- **REQUEST**
Set down the entries word for word, from the line containing "point: path along river" through the end of the entries.

--- START DATA SUPPLIED ---

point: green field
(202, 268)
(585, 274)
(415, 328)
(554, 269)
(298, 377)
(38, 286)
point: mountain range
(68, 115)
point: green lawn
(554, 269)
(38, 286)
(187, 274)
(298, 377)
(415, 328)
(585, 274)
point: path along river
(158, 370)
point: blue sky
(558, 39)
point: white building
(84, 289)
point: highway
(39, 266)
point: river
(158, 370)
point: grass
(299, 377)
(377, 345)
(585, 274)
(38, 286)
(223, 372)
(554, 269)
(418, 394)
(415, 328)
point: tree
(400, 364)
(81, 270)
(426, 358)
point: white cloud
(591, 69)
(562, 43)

--- END DATA SUPPLIED ---

- **WRITTEN REPLY**
point: path along river
(158, 370)
point: blue sky
(558, 39)
point: white building
(84, 289)
point: highway
(39, 266)
point: river
(158, 370)
point: grass
(299, 377)
(377, 345)
(585, 274)
(38, 286)
(223, 372)
(554, 269)
(418, 394)
(415, 328)
point: tree
(400, 364)
(81, 270)
(426, 358)
point: white cloud
(591, 69)
(562, 43)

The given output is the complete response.